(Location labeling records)

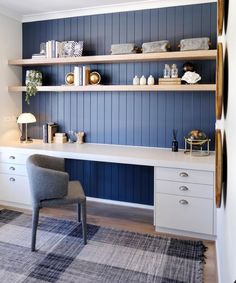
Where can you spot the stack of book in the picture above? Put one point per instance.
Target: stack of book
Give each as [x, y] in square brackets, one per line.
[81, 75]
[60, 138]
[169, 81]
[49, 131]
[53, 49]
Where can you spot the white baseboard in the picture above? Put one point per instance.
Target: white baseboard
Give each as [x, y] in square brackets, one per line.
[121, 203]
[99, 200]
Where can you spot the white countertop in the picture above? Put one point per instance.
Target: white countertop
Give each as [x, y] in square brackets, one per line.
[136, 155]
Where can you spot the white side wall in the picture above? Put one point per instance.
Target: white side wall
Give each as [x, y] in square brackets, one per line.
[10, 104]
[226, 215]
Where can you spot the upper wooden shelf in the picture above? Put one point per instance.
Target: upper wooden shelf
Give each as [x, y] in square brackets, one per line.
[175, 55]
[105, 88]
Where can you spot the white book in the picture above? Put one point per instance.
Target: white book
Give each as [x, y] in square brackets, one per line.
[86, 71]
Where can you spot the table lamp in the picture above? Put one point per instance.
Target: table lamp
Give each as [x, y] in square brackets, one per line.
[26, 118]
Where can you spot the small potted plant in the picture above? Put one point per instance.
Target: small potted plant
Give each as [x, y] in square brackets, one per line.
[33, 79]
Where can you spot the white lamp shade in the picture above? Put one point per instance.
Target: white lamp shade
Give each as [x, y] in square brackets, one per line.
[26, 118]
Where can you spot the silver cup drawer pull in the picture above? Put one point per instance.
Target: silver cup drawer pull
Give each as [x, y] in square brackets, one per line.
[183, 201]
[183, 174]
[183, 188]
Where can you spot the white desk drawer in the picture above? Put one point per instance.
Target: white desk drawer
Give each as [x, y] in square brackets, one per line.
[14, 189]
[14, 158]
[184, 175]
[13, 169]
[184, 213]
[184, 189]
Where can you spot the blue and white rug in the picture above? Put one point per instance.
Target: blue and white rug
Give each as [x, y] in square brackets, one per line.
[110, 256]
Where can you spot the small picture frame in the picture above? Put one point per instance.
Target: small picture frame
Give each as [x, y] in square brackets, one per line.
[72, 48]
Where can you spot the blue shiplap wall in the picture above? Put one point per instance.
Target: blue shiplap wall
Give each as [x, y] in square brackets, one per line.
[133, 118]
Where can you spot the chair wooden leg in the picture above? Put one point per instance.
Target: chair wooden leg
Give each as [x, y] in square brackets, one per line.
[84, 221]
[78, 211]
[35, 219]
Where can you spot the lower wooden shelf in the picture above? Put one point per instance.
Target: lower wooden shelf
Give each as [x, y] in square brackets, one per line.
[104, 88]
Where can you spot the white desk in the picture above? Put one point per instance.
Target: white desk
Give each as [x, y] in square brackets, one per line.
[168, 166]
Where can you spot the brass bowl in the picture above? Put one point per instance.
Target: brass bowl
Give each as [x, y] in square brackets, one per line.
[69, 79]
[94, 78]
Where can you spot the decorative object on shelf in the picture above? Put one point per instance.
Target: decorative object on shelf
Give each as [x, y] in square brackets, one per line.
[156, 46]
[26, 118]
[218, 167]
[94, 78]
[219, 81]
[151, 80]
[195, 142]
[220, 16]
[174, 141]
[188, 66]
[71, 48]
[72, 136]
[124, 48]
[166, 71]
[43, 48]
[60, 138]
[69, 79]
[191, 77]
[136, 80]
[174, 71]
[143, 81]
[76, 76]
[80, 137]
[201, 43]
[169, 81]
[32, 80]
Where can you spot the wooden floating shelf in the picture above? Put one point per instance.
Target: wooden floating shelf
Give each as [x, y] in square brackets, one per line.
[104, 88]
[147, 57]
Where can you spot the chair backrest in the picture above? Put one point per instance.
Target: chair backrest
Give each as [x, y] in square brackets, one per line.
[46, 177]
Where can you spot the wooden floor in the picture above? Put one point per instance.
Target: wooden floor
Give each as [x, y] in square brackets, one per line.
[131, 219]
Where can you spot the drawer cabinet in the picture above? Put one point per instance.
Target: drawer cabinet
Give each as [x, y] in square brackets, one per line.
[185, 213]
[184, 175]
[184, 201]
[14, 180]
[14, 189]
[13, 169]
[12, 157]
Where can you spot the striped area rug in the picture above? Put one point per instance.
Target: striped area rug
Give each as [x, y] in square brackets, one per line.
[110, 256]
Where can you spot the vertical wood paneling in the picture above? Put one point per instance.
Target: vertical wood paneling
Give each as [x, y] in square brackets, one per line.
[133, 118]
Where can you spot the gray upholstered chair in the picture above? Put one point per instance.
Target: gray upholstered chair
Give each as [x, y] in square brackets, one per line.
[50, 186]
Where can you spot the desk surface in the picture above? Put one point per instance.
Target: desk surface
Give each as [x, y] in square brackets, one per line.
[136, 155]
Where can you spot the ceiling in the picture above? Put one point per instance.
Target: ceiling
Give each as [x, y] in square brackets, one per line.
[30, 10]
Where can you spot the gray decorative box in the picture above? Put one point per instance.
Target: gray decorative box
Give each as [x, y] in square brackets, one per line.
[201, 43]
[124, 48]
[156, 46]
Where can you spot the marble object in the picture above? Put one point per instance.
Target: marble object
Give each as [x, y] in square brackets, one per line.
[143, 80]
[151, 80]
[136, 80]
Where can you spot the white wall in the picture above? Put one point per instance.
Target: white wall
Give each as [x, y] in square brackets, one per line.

SET TASK –
Generate a word-for-word copy of the preceding records, excluding all pictures.

OUTPUT FOR THIS EXERCISE –
Where can you spot the stack of book in the picture above? Put one point per instance.
Target: stack of book
Give each as [x, y] in square brackets, one per line.
[81, 75]
[60, 138]
[169, 81]
[49, 131]
[53, 49]
Where can you spot the white baseboard in the picture above? Put one point per instance.
Target: white baseboard
Give each as [x, y] in square brackets, one per line.
[121, 203]
[99, 200]
Where can you spot the white countertop in the picture above? Put one point per instance.
Target: white countertop
Give each as [x, y] in square brackets, one per line.
[136, 155]
Where can you spot the white side wall in the picture above? Put one point per instance.
Target: white side wall
Give each as [x, y] in square brackets, one per line.
[10, 104]
[226, 215]
Where can you spot the upper wooden shelf in the picture above? Put one point per instance.
Target: upper wooden shelf
Give each as [x, y] in square brackets, one per line.
[175, 55]
[105, 88]
Where can you spot the white book in the picture above? Put one point per instance.
Target: white book
Give each as [x, y] in square brackets, one per line.
[86, 71]
Where can you spot the table lamp in the picture above? Put one point per instance.
Target: table lamp
Give each as [x, y] in square brackets, one per line.
[26, 118]
Where can you spot the small potted plant in the picture above? Put one point per instance.
Target: small potted plant
Give each as [x, y] in square brackets, one per line.
[33, 79]
Where can you spot the white lamp shade in the picture above? Put one point per instance.
Target: white lamp shade
Give each as [x, y] in square brackets, one per line.
[26, 118]
Where can you spot the silver cup drawer pull in the picture above? Put one point per instance.
Target: silver cup drawer pull
Give each as [x, y] in square brackets, one per line.
[183, 201]
[183, 174]
[183, 188]
Where can you spot the white desk drawer in the picture above? Put one point per instance.
Target: white desk drawer
Give each as [x, y] in square brackets, one per line.
[14, 189]
[14, 158]
[184, 175]
[13, 169]
[184, 213]
[184, 189]
Where can you spot the blue and white rug in the picture above? Put one point per instance.
Target: blue and white rug
Give each as [x, y] in square brackets, one per line.
[110, 256]
Where can you spot the small picture frame in the picture above? Put one point per instance.
Target: small picture frame
Give each as [x, y] in square brackets, one per line.
[72, 48]
Where can you spot the blue shiplap wall in the picture above? Put one point per instance.
Target: blue shiplap wall
Give each as [x, y] in square brackets, one per line.
[133, 118]
Where can you spot the chair wooden leg in the picture above? Put one point per instance.
Target: chair wooden leg
Give each as [x, y] in square brackets, one per line.
[84, 221]
[78, 211]
[35, 219]
Where can you spot the lower wooden shelf in the picture above? Put one point per instance.
Target: lower wooden shelf
Give each as [x, y] in square brackets, one per line.
[104, 88]
Where can you spot the white desk in the picture above? Put one point per instance.
Target: white desk
Give each as [x, y] in square brackets, one per line.
[168, 166]
Where can you spot the brass bowl in the picture above? Put one point per instance.
Target: brass bowl
Give each as [x, y] in square brackets, one per line.
[69, 79]
[94, 78]
Where can you spot the decorative object on shelf in the picture above? Put one point per instance.
Target: decorative object on shelf
Give each as [x, y] in square brackets, one per line.
[156, 46]
[26, 118]
[218, 167]
[94, 78]
[219, 81]
[151, 80]
[195, 142]
[220, 16]
[174, 141]
[188, 66]
[71, 48]
[72, 136]
[124, 48]
[166, 71]
[43, 48]
[60, 138]
[69, 79]
[191, 77]
[136, 80]
[174, 71]
[143, 81]
[76, 76]
[80, 137]
[201, 43]
[169, 81]
[32, 80]
Where can you spot the wooden floating shelf in the picture above? Put one point per instance.
Target: wooden floating shelf
Give each as [x, y] in square brackets, one per line.
[104, 88]
[147, 57]
Where can you spot the chair backrest in the picture above? Put one point per instance.
Target: chair backrest
Give each as [x, y] in square brackets, one per line.
[46, 177]
Where can you spot the wooden floor in the picture above? Put one point per instance.
Target: wooden floor
Give each as [x, y] in square brackets, one per line.
[131, 219]
Where can you spot the drawer cabinet in the picture above? Put one point per instance.
Target: drawer cabinet
Give each as [x, y] in square brackets, one per line.
[185, 213]
[184, 175]
[184, 201]
[14, 180]
[14, 189]
[13, 169]
[12, 157]
Where can you spot the striped area rug in the picture above? Put one point per instance.
Target: striped area rug
Give each as [x, y] in square brackets, one per line.
[110, 256]
Where can you spot the vertical wood paneling in the picture above? Put one point per instance.
Target: vertical wood paneling
Give each as [x, y] in square brackets, one per line.
[133, 118]
Where can you spot the gray upholstered chair in the picture above? Put one point per instance.
Target: gray upholstered chair
Give each as [x, y] in square brackets, one per line.
[50, 186]
Where can you spot the desk surface in the picture above? Put one point per instance.
Target: desk surface
Give each as [x, y] in square brackets, one per line.
[136, 155]
Where can you spot the ceiling in the picture above? Put one point per instance.
Target: ceiling
Give each as [x, y] in square brackets, one per line.
[30, 10]
Where can you spot the gray decorative box in the picture above? Put one point per instance.
Target: gray decorative box
Give each as [x, y] in square brackets, one per line.
[201, 43]
[124, 48]
[156, 46]
Where can you spot the marble object in the picture above? Put one point per instance.
Target: marble object
Give each as [x, y] in square brackets, one per line.
[143, 80]
[151, 80]
[136, 80]
Where can you spot the white wall in the picture above? Put one point per instance.
Target: white wall
Give each as [x, y] in square brackets, one per line.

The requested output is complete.